Excerpts of pointing data:
--- BEGIN ---

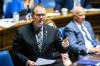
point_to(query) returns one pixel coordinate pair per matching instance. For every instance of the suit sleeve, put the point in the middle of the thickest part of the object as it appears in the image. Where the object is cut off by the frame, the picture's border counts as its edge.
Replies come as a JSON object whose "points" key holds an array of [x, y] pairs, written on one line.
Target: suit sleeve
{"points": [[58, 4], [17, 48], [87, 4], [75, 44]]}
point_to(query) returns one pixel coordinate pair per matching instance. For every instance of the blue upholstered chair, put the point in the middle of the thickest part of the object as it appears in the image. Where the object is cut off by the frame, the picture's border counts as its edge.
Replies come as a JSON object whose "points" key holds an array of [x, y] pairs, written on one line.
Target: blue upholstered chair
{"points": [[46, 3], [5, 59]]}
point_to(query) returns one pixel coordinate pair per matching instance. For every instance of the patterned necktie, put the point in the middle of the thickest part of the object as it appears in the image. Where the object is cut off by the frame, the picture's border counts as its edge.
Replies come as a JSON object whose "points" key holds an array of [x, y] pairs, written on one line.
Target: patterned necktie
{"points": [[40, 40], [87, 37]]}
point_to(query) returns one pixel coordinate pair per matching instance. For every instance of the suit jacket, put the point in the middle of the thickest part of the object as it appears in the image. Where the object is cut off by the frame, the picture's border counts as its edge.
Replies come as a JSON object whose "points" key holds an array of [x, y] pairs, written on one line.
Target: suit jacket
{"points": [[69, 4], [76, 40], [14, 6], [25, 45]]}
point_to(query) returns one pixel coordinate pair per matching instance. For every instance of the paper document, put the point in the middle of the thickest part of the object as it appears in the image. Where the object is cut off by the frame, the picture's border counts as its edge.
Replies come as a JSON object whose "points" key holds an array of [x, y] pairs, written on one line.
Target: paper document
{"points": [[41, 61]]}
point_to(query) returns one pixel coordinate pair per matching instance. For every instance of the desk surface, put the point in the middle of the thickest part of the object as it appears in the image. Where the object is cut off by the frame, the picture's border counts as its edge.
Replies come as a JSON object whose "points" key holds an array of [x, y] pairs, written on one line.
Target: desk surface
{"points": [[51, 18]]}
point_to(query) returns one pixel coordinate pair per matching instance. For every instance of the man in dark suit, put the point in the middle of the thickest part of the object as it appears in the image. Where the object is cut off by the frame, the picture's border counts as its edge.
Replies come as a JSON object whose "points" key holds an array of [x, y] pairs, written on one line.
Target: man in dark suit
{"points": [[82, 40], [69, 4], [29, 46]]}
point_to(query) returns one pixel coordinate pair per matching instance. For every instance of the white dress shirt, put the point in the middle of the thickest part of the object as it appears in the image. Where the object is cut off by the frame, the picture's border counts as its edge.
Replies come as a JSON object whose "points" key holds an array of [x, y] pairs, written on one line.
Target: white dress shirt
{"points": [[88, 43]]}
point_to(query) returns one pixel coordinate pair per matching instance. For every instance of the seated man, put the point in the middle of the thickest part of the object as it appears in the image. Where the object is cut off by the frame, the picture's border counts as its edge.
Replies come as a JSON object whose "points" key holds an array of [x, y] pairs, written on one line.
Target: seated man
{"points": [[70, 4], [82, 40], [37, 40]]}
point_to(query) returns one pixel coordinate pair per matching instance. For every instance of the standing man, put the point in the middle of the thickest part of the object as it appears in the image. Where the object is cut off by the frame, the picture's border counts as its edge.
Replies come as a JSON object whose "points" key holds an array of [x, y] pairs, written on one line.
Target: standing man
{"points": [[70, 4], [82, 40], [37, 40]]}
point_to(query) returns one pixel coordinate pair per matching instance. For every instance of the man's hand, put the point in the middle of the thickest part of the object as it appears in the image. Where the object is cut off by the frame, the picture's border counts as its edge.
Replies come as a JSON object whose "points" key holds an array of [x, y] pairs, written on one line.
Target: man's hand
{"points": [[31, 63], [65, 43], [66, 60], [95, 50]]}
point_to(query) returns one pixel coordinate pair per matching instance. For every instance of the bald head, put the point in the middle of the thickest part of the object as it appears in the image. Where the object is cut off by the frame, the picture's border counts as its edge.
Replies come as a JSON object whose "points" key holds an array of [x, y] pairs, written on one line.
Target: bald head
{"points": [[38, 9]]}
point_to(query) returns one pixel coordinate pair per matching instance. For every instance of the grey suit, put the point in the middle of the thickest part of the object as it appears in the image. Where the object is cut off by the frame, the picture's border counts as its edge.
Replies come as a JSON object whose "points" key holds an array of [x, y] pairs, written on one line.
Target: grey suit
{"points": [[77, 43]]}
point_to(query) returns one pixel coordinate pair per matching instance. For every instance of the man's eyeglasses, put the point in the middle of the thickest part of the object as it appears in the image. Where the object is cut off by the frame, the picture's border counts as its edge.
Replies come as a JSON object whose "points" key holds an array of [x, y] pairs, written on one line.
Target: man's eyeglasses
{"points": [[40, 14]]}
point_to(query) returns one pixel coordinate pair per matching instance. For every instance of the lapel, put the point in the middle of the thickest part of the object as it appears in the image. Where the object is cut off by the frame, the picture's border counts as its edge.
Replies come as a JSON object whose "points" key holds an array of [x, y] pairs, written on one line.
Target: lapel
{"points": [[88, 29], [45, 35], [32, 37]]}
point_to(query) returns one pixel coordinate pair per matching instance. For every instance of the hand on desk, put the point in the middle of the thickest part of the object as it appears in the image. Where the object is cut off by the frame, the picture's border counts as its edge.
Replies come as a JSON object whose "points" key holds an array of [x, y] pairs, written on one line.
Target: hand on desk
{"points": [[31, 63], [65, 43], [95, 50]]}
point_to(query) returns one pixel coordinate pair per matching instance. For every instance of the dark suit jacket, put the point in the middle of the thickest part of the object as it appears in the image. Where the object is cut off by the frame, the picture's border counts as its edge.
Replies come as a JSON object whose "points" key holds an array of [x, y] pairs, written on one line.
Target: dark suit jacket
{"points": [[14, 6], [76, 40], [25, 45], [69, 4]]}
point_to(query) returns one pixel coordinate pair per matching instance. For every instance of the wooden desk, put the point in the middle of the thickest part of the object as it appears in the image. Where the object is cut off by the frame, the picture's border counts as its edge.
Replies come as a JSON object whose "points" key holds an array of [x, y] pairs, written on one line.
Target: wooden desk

--- END ---

Given task:
Rewrite all of the records above as a numbered list, one line per item, with blank lines dropped. Leave the pictures out of your answer.

Correct result:
1. point_to(query) returns one pixel coordinate pair per matching instance. For every instance of the suit sleeve, put the point in the middle of the thickest part of the object as it appears in the image. Where the object is cut off by the frame, the picture's border counts as its edge.
2. Replies come as a JSON object whose "points" key holds an array of [x, y] pairs, written on one line.
3. Target: suit sleeve
4. {"points": [[58, 4], [17, 48], [87, 4], [75, 44]]}
5. point_to(query) returns one pixel coordinate pair per matching instance. For every instance of the blue upholstered chair, put the point in the middle of the thickest part of the object as it appears in the image. Where the object is cut off by the frame, the picture's border counts as its edge.
6. Replies come as a JSON object whose "points" key holds an array of [x, y] pairs, written on one line.
7. Target: blue upholstered chair
8. {"points": [[46, 3], [5, 59]]}
9. point_to(query) returns one pixel coordinate pair per matching instance. For every instance of the patterned necktie, put the point in the middle of the thickest part of the object as it appears in the image. Where the object is cut off by the frame, the picture's border counts as its edge.
10. Replies come as a JSON object whose "points" key holds an array of [x, y] pairs, written on one line.
11. Target: patterned necktie
12. {"points": [[40, 40], [87, 37]]}
13. point_to(query) returns one pixel coordinate pair per matching instance. For every instance of the suit jacket, put the point in the middle of the thickest part of the object as it appears in the image. Where the object is cut off by the frame, the picture's border counts as its edge.
14. Replies come as a JSON object whose "points" key holds an array of [x, y] pairs, written on one line.
15. Target: suit jacket
16. {"points": [[69, 4], [76, 40], [14, 6], [25, 45]]}
17. point_to(query) returns one pixel coordinate pair per matching instance. For every instance of the paper document, put the point in the middle of the thickest part of the object as it appears in the image. Where the object is cut off by the frame, the picture's border counts as its edge.
18. Replies come as a JSON object whose "points" key holds an array of [x, y] pairs, written on one line.
19. Target: paper document
20. {"points": [[41, 61]]}
21. point_to(query) returns one pixel coordinate pair per matching instance. For every instance of the desk surface, put the point in the middle of the thickest part of the object as it appears in the image. Where the object is cut off by the frame, the picture's border counts as its edge.
22. Replies come as a JSON object whose "points" key holds an array of [x, y] pairs, written on one line.
23. Target: desk surface
24. {"points": [[51, 18]]}
25. point_to(query) returns one pixel coordinate pair per matching instance. For every instance of the man in dark suit, put the point in the middle of the thickest part of the object as it appears in the image. Where the object is cut off by the frame, the picture's border counts as its edge.
26. Replies come as a JSON object whose "points" key holds an array of [x, y] pairs, written on one line.
27. Target: man in dark suit
28. {"points": [[82, 40], [69, 4], [29, 46]]}
29. point_to(query) returns one pixel coordinate pair per matching instance. For every instance of the white dress shirt, put the point in the middle of the thickest part of the object as it appears in the image. Where the object is cut off by the frame, the picture's border counts as its edge.
30. Replies come as a JSON object whose "points" key holds an array of [x, y] pairs, written on one line.
31. Target: white dress shirt
32. {"points": [[88, 43]]}
33. point_to(query) returns one pixel coordinate pair per matching instance. For every instance of the seated man, put the point in the middle of the thickest part of the object as it appears in the image. Where the object is cut off by the frame, the picture's border counts as its edge.
34. Replies come as a JSON object whose "points" key holds an array of [x, y] pairs, written on one line.
35. Target: seated man
36. {"points": [[70, 4], [82, 40], [37, 40]]}
37. point_to(query) returns one pixel coordinate pair per matching instance. For every instance of the standing man, put the point in the middle of the thickest part of the object as it appears in the image. Where the object is cut off by the frame, the picture's border counts as its edge.
38. Replies come as a JSON object whose "points" key holds an array of [x, y] pairs, written on one line.
39. Target: standing man
40. {"points": [[70, 4], [82, 40], [37, 40]]}
41. point_to(query) returns one pixel coordinate pair per matching instance. For every instance of the man's hand, put the point in the middle of the thickest part of the object as it appears in the image. Where the object is cut off by the frame, the picture's border counts as its edge.
42. Replies come as a JSON object whose "points" key holds an array of [x, y] pairs, written on one line.
43. Target: man's hand
44. {"points": [[31, 63], [65, 43], [66, 60], [95, 50]]}
45. point_to(query) returns one pixel coordinate pair per matching instance. For every instance of the bald head, put the point in the middle of the thickest part of the object as it appears in the image. Where the object is cut off by the frame, the picture's border counts as its edge.
46. Replies come as a JSON object whose "points" key holds an array of [x, y] pairs, written on one line.
47. Target: bald head
48. {"points": [[38, 9]]}
49. point_to(query) returns one pixel coordinate pair per matching instance. For every instance of the grey suit, put the point in the middle of the thickest part of the object as it appears in the image. Where the object is cut off by the frame, the picture's border counts as its edge.
50. Replies come as a JSON object whose "points" key holds an array of [x, y] pairs, written on one line.
51. Target: grey suit
52. {"points": [[77, 43]]}
53. point_to(query) returns one pixel coordinate pair per matching instance. For every instance of the man's eyeglasses, put the point in the middle of the thickest part of the object as it appears in the image. Where the object is cut off by the frame, the picture's border counts as its edge.
54. Replies come as a JSON object whose "points" key holds an array of [x, y] pairs, written on one line.
55. Target: man's eyeglasses
56. {"points": [[40, 14]]}
57. point_to(query) returns one pixel coordinate pair per matching instance. For every instance of the lapel, put the point in the middle of the thickest part of the object as it appears in the image. Where the object is cut off by the frame, the picture's border counts as its edge.
58. Replies come as a JSON object whose "points" key holds an array of [x, y] pairs, written on one line.
59. Target: lapel
60. {"points": [[88, 29], [45, 35], [32, 37]]}
61. point_to(query) returns one pixel coordinate pair per matching instance. For every instance of the hand on desk, put the point in the middle of the thickest part of the object as it appears in the image. Where the object is cut off by the frame, the picture's border counts as its edge.
62. Replies come as a JSON object whose "points" key holds an array of [x, y] pairs, written on one line.
63. Target: hand on desk
64. {"points": [[31, 63], [65, 43], [95, 50]]}
65. point_to(query) returns one pixel coordinate pair per matching instance. For every instance of the dark suit jacket, put the point in the middle of the thickest part of the object as it appears in the image. Where the object is cut off by the frame, the picture's border counts as its edge.
66. Replies come as a JSON object whose "points" key holds an array of [x, y] pairs, written on one line.
67. Target: dark suit jacket
68. {"points": [[14, 6], [76, 40], [25, 45], [69, 4]]}
69. point_to(query) returns one pixel coordinate pair per matching instance. For every instance of the wooden desk, put the point in the middle of the thickest part of the object as it appears in the image. Where the object is cut off by the frame, the picture's border counts as its edge.
70. Replies come as a JSON object whose "points" key holds an array of [x, y] pairs, written on one line.
71. Target: wooden desk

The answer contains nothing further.